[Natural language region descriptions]
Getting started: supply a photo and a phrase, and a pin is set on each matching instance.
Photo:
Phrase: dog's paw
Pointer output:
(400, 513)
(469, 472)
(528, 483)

• **Exercise aim**
Line by line, restate the data exactly.

• **Exercise output**
Getting started: supply a photo and a phrase, and a pin is set on each matching instance.
Photo:
Phrase: dog's paw
Pointer output:
(400, 513)
(469, 472)
(528, 483)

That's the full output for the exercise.